**Exercise aim:**
Check each line of the data, and copy those where "below" appears.

**Stored data entries:**
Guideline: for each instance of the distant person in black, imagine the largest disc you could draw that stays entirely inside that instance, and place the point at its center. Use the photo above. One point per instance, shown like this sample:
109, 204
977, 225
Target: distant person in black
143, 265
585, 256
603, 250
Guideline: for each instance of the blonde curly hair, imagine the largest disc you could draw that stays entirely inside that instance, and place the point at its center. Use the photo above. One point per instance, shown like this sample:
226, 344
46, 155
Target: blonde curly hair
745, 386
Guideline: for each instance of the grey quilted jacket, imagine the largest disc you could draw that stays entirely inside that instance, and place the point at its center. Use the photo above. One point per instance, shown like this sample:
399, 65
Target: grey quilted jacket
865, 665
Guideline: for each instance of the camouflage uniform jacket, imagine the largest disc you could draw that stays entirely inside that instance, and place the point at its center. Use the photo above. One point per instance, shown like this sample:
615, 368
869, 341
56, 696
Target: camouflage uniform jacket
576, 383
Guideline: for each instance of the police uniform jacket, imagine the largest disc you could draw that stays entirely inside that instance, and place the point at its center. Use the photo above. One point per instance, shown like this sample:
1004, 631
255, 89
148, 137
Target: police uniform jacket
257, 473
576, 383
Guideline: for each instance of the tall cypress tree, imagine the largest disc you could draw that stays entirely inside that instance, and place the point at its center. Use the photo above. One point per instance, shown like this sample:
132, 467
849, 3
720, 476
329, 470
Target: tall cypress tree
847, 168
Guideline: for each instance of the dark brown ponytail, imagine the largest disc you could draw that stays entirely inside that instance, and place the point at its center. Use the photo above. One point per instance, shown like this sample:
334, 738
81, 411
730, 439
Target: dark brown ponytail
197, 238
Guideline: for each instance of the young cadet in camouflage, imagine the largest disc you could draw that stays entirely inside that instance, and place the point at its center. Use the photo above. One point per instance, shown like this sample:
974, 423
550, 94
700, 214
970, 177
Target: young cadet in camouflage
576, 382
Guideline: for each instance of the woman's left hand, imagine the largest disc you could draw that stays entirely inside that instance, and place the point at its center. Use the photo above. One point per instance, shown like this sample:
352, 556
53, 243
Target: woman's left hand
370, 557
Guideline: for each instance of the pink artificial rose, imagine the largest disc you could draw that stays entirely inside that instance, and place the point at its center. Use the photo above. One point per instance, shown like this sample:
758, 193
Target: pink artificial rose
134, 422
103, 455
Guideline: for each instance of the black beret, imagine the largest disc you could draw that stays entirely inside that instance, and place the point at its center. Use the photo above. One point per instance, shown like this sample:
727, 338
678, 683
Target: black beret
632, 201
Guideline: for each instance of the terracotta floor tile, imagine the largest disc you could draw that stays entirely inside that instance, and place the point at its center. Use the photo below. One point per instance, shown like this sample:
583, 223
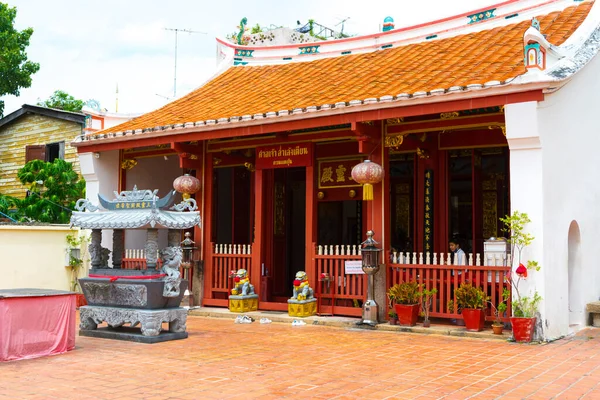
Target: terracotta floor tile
221, 360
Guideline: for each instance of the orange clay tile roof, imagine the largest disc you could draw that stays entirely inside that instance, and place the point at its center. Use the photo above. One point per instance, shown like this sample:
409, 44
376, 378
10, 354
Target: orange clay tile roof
475, 58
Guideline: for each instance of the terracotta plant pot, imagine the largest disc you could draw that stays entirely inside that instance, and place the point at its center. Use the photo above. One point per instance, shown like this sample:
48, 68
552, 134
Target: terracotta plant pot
407, 313
522, 329
474, 319
497, 329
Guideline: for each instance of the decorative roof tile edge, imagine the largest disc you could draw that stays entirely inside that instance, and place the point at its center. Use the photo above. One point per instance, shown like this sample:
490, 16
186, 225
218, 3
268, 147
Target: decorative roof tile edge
521, 10
356, 105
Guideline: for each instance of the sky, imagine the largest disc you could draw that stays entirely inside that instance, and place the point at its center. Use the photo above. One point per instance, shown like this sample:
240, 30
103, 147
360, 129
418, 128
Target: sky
88, 48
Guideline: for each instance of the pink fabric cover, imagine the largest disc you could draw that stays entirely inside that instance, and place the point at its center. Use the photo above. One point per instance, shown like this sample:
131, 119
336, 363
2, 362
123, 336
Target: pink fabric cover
33, 327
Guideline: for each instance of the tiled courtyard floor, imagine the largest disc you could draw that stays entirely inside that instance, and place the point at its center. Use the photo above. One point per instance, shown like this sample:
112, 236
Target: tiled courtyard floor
223, 360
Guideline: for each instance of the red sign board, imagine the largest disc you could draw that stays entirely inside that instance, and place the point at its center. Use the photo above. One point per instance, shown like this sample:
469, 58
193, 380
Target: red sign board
284, 156
337, 173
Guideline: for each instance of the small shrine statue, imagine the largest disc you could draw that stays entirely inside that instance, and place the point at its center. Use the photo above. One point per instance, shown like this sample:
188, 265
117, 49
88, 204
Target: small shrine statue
302, 291
241, 284
303, 303
104, 256
171, 257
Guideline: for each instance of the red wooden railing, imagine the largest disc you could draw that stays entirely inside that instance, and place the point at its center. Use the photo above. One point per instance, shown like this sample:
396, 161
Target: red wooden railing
341, 293
446, 278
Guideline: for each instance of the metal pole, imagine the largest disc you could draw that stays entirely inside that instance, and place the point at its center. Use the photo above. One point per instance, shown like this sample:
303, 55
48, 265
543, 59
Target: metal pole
176, 30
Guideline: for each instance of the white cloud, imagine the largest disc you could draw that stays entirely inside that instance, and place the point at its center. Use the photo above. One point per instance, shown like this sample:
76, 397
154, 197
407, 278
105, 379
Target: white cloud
86, 48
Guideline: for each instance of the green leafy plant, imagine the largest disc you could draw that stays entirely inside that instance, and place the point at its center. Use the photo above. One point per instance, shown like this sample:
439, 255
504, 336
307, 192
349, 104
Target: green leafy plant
9, 207
405, 293
74, 243
514, 225
426, 300
500, 309
468, 296
54, 190
15, 68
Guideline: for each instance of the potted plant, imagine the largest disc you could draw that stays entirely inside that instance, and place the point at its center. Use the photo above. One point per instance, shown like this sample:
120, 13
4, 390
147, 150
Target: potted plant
524, 307
470, 300
405, 297
74, 264
498, 325
426, 300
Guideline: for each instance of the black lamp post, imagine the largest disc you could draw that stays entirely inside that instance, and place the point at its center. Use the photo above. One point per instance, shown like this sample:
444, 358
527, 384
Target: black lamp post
371, 256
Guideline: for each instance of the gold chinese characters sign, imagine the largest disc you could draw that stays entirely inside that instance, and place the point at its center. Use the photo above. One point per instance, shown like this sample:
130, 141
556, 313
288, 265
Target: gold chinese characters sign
133, 205
428, 215
337, 173
284, 156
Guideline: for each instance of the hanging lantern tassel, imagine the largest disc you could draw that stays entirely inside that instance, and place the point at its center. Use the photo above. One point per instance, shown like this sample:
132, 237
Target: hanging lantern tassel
367, 173
367, 192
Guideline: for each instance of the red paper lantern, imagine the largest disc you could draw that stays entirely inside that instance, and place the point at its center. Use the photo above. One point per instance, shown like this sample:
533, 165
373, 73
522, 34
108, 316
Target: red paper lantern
186, 185
367, 173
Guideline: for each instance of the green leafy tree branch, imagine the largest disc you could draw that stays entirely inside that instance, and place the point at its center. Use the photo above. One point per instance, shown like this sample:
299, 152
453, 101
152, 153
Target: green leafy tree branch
15, 68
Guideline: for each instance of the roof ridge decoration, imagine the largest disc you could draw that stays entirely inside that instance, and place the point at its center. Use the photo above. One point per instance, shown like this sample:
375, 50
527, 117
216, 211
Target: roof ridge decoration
558, 63
136, 209
493, 16
537, 48
559, 25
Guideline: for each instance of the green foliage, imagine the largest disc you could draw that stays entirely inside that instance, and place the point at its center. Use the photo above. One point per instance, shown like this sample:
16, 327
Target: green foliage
523, 306
63, 101
15, 69
501, 308
527, 306
469, 296
8, 204
60, 187
405, 293
514, 226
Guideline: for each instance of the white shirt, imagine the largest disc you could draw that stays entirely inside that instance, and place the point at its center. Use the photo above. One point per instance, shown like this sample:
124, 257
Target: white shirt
460, 257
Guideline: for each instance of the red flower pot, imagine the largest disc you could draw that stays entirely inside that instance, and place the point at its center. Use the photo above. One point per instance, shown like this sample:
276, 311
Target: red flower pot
522, 329
407, 313
474, 319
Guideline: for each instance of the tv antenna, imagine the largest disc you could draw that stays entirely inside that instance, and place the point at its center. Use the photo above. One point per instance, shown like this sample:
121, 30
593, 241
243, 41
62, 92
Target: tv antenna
177, 30
342, 23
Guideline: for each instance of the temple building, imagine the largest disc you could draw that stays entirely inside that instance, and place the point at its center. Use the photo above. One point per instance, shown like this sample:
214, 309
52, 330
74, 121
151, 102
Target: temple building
471, 117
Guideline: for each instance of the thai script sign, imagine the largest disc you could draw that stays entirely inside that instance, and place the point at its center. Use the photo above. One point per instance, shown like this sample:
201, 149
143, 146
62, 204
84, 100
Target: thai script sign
283, 156
428, 216
337, 173
353, 267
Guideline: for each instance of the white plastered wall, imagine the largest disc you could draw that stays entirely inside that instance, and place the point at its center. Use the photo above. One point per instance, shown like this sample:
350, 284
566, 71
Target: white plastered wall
101, 174
555, 178
152, 173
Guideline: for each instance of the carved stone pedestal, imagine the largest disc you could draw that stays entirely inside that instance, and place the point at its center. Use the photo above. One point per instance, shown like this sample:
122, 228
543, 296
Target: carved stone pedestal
150, 322
302, 308
243, 303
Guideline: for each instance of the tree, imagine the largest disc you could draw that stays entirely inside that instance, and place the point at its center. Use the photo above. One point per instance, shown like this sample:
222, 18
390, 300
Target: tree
8, 206
63, 101
54, 190
15, 69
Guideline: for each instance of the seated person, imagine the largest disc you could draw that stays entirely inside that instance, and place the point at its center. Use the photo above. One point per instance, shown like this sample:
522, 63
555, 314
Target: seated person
459, 256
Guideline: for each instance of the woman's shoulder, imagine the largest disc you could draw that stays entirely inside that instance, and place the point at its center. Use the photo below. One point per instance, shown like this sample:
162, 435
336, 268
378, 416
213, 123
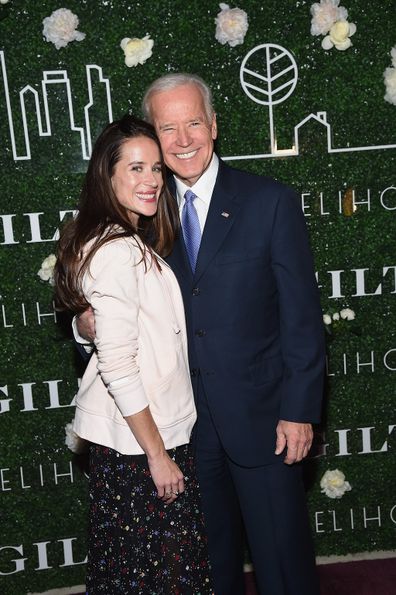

**Solution to the exercise:**
Guideline: for each instance of the terracotta floor tile, imagine the largest disc you could draw that stays entirely inside that instance, and place the point at its center. Use the photo below. One point per instance, shown like this sample:
Guideline: for each instance of the woman's shoulder, imagine the largest disc you could draw that stays entirely inside that instance, and place the point at its center. Use the photo below. One point per instance, shown like this sample:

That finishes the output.